─── RECORDS SUPPLIED ───
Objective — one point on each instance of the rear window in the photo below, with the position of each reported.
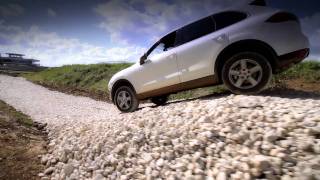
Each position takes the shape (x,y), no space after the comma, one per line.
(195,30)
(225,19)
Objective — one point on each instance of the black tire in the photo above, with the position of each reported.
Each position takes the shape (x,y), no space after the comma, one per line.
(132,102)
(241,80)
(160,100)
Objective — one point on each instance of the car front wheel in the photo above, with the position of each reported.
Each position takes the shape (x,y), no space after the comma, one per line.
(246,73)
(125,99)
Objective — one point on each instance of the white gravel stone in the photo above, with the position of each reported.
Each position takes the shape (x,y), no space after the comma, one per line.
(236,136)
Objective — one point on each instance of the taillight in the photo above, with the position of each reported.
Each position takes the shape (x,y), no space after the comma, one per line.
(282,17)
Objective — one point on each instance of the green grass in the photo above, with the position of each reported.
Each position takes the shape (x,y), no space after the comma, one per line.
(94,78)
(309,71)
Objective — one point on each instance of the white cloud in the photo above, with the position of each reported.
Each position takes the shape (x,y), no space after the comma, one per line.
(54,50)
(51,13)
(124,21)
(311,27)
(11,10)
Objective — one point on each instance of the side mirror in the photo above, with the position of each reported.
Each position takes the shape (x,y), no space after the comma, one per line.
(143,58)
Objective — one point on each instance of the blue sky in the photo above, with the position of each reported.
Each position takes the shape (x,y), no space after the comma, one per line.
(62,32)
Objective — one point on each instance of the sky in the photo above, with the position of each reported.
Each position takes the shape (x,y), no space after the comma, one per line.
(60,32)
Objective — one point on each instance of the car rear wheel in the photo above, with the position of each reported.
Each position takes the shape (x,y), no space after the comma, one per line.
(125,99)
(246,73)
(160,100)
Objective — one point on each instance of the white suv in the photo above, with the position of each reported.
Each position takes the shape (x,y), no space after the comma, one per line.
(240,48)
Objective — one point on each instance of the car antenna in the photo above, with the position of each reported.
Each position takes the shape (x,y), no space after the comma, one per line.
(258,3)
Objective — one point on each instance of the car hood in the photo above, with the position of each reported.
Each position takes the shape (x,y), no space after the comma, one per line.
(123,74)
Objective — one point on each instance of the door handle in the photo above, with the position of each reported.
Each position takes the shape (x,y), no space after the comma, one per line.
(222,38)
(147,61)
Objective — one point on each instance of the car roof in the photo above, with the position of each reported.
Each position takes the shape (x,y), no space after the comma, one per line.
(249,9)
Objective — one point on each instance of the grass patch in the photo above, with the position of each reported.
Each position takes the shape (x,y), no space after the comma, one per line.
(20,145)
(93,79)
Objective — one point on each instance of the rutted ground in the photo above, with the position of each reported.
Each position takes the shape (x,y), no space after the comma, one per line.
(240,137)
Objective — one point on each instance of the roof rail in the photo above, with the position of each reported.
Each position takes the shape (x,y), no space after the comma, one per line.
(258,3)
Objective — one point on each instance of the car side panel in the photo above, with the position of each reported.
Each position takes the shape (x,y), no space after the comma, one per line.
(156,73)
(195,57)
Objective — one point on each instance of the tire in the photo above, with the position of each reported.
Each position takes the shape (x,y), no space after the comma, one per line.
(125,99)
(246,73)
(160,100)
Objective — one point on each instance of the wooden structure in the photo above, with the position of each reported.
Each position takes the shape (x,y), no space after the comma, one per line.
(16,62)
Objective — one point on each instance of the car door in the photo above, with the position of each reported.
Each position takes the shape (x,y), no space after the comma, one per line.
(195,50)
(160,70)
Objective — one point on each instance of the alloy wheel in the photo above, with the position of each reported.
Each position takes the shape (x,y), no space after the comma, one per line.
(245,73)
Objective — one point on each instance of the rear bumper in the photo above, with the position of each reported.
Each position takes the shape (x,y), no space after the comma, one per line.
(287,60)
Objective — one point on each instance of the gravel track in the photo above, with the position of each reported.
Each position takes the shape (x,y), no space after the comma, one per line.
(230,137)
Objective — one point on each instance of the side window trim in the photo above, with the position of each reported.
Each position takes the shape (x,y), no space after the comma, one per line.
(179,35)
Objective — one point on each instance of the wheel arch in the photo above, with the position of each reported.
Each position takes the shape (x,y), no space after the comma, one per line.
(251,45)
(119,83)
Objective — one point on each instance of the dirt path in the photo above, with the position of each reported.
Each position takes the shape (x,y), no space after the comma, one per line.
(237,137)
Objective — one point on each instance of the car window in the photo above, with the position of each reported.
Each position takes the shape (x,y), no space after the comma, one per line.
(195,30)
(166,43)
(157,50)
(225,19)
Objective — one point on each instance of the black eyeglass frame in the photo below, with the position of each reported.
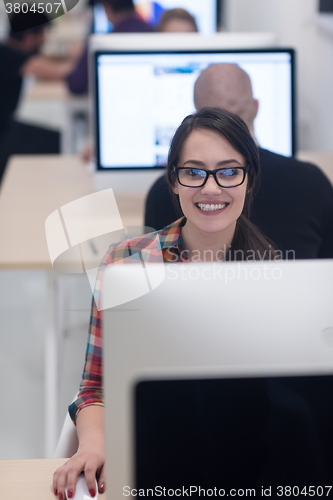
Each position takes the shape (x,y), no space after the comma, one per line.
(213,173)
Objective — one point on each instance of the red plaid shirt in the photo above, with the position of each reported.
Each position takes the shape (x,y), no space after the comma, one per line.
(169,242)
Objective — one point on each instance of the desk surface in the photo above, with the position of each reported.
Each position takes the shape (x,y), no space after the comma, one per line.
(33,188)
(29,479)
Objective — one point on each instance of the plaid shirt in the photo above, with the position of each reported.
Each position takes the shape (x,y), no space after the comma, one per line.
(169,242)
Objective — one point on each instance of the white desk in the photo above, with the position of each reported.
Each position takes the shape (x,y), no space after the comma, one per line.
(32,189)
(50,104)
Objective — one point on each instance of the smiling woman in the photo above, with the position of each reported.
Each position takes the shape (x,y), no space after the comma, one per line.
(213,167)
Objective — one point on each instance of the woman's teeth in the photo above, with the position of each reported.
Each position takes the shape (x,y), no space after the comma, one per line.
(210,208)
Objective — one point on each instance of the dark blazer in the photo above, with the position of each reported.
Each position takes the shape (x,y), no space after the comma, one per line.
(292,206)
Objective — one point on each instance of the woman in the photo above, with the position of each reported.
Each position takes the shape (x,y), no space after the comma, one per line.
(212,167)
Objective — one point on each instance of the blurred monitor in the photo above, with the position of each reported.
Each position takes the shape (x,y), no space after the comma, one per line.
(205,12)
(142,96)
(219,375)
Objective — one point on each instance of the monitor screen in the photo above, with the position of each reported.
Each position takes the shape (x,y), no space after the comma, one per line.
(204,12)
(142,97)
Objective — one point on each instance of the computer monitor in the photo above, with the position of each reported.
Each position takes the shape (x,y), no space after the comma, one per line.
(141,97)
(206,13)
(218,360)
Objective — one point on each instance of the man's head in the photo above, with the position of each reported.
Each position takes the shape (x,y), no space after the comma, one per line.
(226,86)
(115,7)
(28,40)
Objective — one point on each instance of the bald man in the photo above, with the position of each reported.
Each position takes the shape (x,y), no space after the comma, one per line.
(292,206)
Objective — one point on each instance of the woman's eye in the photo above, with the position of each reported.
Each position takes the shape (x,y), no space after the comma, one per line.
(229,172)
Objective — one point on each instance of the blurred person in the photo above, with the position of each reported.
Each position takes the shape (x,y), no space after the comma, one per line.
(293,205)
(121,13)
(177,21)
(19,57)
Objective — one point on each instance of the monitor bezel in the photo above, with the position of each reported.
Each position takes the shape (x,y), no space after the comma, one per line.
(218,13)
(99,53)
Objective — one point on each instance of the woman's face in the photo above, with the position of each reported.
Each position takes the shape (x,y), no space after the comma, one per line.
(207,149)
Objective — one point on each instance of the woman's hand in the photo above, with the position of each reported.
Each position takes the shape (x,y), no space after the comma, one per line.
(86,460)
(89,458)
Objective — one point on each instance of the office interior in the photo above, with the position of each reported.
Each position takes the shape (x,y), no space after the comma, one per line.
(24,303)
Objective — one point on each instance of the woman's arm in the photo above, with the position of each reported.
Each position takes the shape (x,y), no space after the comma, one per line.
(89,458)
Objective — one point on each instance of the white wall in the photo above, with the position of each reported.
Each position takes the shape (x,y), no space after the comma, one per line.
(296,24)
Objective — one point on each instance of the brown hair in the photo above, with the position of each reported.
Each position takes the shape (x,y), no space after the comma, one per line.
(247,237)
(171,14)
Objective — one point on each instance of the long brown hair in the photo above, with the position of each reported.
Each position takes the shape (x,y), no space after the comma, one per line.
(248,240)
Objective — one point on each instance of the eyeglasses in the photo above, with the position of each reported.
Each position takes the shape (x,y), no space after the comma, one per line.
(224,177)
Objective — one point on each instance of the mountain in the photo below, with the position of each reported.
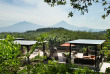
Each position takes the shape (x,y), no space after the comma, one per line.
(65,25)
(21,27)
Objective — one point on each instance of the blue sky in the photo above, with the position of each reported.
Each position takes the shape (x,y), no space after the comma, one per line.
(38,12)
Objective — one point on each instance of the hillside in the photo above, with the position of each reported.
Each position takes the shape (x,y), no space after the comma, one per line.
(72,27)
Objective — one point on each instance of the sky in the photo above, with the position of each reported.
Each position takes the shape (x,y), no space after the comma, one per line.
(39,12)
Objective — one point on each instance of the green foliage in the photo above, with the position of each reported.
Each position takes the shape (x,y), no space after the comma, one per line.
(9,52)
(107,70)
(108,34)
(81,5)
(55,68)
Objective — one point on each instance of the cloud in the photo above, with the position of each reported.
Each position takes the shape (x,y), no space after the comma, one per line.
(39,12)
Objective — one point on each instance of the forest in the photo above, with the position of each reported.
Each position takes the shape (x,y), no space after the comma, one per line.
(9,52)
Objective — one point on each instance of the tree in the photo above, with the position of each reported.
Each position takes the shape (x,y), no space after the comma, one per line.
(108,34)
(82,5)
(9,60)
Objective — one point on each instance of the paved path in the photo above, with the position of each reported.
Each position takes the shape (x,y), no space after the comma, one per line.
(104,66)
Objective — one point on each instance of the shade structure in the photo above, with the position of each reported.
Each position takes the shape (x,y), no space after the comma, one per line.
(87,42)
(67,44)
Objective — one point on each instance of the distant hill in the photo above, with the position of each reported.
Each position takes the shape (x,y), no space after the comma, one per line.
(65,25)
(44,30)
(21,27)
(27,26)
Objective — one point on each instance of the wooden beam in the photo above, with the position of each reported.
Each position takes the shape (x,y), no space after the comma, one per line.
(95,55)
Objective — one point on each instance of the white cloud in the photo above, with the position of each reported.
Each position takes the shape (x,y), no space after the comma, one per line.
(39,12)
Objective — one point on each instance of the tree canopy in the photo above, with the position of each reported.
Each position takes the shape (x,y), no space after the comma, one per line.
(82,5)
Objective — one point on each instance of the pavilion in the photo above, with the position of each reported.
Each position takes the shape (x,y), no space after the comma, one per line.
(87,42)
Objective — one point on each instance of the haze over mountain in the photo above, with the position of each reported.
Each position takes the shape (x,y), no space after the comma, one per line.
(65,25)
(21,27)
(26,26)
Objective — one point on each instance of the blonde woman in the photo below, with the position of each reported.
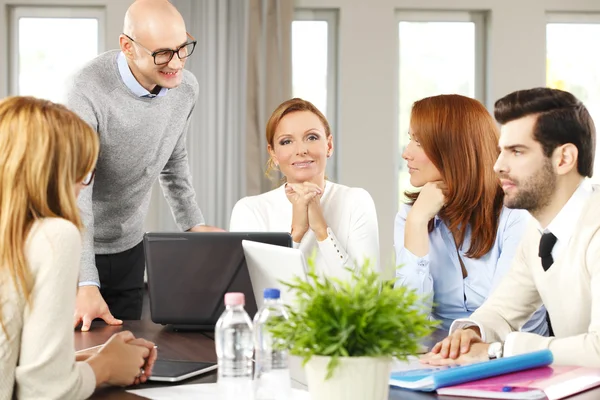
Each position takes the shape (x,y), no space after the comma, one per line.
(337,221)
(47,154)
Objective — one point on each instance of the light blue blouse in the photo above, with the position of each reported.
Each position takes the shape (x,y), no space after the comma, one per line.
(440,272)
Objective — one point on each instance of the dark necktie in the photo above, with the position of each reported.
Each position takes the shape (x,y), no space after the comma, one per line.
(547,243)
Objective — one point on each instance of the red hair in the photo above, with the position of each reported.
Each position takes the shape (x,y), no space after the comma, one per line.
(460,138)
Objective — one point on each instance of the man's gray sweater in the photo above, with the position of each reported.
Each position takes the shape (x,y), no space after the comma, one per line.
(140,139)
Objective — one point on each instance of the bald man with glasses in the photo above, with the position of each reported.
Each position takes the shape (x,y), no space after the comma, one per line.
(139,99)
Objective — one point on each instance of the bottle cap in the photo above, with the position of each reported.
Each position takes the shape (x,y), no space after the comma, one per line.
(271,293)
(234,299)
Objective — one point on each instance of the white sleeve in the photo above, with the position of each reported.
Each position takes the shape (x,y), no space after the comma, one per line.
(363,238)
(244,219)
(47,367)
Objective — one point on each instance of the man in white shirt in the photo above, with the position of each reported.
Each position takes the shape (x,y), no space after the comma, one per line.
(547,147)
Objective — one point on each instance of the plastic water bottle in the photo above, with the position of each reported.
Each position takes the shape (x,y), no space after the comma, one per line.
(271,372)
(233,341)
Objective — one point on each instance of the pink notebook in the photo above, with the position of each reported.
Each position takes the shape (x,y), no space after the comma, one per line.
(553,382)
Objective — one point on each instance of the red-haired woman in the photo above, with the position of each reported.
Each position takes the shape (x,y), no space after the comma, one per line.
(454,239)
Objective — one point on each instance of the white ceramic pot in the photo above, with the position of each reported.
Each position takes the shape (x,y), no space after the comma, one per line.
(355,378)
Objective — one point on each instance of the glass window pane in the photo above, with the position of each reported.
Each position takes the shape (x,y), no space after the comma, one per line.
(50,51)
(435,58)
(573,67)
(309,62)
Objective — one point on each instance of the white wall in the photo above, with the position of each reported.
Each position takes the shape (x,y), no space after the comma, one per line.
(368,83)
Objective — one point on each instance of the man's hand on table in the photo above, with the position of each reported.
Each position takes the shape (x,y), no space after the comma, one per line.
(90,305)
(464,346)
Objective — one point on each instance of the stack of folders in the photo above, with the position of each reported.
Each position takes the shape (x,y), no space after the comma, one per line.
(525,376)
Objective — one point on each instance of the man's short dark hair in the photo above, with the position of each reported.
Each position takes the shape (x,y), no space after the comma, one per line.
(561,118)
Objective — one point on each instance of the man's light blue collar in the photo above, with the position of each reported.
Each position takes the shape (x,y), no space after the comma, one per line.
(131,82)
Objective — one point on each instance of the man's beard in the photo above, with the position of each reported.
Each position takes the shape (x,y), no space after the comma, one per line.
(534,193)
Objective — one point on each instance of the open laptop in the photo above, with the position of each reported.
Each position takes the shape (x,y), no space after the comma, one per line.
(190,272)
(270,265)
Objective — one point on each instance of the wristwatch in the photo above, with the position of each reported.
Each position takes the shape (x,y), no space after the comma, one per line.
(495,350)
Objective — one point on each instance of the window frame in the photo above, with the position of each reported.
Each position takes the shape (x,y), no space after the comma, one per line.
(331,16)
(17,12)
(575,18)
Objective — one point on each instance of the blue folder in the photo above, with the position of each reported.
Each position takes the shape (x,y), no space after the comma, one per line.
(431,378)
───
- **INSTRUCTIONS FOR THE TASK**:
If a line in the data contains the string "below", copy it.

- **OUTPUT**:
Objective — one point on each instance of the rear window in the photo below, with the position of each reported.
Objective — one point on each instance of the black eyeglass frame in the photo below, with the position of each reported.
Objective — one point on each instance of the mountain in the photo below, with the position of each reported.
Objective — one point on each instance of the blonde woman in the photo below, with the position of each reported.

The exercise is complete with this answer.